▸ WHAT YOU HAVE TO DO
Substitute "place a marker" for each "drop a dot" in the lines starting with the one containing "Each matching instance of the wet" and going on through the one containing "point(804, 466)". Give those lines back with nothing else changed.

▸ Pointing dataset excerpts
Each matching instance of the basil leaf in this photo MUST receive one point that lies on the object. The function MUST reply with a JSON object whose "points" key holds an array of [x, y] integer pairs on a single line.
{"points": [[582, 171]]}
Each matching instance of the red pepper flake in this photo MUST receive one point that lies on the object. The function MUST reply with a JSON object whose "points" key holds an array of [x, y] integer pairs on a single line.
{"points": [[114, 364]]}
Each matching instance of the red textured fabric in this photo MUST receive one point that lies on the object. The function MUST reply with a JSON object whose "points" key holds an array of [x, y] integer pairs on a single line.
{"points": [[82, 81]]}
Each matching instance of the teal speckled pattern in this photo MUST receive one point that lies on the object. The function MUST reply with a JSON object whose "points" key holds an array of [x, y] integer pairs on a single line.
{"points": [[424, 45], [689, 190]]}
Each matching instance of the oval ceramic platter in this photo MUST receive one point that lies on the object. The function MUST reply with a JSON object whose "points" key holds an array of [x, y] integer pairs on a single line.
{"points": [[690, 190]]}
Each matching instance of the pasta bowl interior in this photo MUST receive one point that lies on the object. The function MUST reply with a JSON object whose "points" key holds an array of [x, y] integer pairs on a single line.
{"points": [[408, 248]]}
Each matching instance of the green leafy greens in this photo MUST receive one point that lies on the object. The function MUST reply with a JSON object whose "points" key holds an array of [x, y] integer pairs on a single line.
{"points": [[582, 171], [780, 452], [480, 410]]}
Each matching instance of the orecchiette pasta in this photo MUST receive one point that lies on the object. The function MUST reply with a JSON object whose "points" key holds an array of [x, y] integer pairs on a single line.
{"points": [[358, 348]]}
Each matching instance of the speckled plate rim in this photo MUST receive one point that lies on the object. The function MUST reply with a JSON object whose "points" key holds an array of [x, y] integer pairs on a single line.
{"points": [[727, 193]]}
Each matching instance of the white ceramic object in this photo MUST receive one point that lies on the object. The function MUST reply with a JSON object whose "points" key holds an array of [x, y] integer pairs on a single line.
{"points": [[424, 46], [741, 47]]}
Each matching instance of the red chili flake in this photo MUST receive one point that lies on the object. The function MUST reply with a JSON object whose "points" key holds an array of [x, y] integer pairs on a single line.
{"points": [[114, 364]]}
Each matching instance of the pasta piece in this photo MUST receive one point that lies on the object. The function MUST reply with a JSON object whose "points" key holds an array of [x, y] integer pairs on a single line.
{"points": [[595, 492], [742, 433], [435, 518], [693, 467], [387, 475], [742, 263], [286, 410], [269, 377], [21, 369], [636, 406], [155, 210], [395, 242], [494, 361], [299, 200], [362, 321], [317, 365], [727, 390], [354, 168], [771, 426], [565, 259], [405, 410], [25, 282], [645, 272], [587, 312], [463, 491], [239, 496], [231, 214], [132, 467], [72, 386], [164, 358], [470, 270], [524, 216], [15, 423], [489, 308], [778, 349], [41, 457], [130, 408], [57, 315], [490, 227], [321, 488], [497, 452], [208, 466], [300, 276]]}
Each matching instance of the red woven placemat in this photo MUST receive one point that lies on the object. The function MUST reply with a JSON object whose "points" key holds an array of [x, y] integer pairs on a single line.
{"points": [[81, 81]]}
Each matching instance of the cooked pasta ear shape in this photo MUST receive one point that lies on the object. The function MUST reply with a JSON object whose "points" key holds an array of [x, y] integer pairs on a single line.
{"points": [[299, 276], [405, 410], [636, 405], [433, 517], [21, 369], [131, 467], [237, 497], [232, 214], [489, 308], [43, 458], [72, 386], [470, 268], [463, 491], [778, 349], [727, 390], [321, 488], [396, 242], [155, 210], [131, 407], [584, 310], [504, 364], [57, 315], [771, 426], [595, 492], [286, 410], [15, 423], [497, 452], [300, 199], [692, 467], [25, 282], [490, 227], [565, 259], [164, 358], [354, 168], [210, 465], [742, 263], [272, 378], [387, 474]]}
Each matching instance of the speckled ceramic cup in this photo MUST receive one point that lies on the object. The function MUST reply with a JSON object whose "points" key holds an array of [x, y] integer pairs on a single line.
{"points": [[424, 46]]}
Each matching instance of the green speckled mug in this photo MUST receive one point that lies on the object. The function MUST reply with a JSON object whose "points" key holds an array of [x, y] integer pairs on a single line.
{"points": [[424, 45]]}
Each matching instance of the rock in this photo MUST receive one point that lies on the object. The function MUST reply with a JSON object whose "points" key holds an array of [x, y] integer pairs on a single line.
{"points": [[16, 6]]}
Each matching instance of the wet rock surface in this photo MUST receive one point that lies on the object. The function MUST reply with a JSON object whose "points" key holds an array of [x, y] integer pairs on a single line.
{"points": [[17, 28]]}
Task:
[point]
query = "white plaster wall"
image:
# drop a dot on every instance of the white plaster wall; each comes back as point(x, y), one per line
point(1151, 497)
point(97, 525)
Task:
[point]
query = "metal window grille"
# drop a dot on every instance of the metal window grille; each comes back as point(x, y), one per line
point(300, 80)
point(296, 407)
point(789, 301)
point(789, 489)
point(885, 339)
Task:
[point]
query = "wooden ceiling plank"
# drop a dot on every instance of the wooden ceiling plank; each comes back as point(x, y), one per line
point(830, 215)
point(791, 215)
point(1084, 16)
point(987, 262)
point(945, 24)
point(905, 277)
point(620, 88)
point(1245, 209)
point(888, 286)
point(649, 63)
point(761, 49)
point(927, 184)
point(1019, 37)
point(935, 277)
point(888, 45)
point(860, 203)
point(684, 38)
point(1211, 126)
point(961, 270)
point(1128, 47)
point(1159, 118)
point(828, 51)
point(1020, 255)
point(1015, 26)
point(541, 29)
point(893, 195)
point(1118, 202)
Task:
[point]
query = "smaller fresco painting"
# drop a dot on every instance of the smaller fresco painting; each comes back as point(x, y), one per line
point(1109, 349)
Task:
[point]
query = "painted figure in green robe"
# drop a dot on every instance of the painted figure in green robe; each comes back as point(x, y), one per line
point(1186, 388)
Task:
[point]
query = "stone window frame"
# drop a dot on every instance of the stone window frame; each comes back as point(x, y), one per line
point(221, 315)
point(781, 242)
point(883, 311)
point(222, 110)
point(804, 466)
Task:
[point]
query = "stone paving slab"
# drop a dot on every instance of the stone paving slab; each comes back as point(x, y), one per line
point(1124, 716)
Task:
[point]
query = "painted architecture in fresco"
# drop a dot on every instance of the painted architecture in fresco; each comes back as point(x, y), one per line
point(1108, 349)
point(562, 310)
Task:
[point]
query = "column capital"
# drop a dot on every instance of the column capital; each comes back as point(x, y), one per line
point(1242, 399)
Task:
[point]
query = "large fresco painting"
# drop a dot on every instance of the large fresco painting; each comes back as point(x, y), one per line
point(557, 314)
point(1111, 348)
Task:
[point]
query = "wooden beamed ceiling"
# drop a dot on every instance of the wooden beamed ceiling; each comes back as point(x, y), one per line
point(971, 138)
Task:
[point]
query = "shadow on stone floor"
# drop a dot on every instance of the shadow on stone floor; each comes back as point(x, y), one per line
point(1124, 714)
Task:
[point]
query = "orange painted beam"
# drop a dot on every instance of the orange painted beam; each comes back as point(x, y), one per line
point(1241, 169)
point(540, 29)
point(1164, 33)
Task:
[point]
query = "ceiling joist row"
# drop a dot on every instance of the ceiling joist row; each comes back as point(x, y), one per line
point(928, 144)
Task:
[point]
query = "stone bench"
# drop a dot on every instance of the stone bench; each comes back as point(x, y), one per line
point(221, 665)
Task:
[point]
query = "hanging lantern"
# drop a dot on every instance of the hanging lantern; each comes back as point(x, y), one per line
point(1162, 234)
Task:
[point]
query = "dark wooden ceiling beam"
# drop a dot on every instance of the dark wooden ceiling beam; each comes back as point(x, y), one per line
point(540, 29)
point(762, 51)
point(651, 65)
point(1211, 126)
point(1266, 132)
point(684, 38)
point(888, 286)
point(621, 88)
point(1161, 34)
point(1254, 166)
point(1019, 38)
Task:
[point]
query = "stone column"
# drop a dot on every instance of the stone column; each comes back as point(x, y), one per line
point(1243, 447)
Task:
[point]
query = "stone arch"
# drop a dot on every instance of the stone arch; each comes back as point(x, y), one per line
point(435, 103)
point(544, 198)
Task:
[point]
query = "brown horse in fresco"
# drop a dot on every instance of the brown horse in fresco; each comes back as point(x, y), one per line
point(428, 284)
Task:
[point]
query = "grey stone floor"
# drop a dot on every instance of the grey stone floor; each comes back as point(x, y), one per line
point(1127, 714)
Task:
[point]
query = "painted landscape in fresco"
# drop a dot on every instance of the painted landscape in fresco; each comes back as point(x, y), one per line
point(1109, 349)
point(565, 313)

▸ TASK ANSWER
Each matching instance of the wet rock surface in this photo MUST receive one point that lies on the object. The function MUST reply with a JSON object whose "points" key holds an array of [x, y] integer pairs on a single line.
{"points": [[17, 28]]}
Task:
[point]
query = "white plaster wall"
image:
# place a marker on every instance of the white plaster wall; each comes back as point(x, y), one per line
point(1151, 497)
point(97, 525)
Task:
[point]
query = "metal window grille"
# place a marker on every instance of the metal window grille; each comes back as point(x, y), one per line
point(300, 80)
point(296, 407)
point(789, 301)
point(789, 489)
point(885, 339)
Task:
[point]
query = "wooden ceiling plank"
# place a marker on every instance of the wooden ceiling plank; each comes back as point(x, y), one per line
point(830, 215)
point(791, 215)
point(1084, 16)
point(987, 262)
point(945, 24)
point(905, 277)
point(620, 88)
point(1245, 209)
point(888, 286)
point(649, 63)
point(761, 49)
point(927, 184)
point(1019, 37)
point(935, 277)
point(888, 45)
point(860, 203)
point(684, 38)
point(1211, 126)
point(961, 270)
point(1128, 47)
point(1159, 118)
point(828, 51)
point(1020, 255)
point(1015, 26)
point(541, 29)
point(893, 195)
point(1118, 202)
Task:
[point]
query = "smaller fresco painting"
# place a marker on every instance of the smaller fresco painting; each comes back as point(x, y), one per line
point(1109, 349)
Task:
[point]
query = "painted figure in green robe"
# place a marker on every instance of the painted figure in green robe; each comes back as point(x, y), one per line
point(1186, 388)
Task:
[point]
query = "stone window frame"
# place a marker on every instance of the stone window frame; each comes back as point(x, y), one per line
point(221, 315)
point(781, 242)
point(883, 311)
point(222, 110)
point(804, 466)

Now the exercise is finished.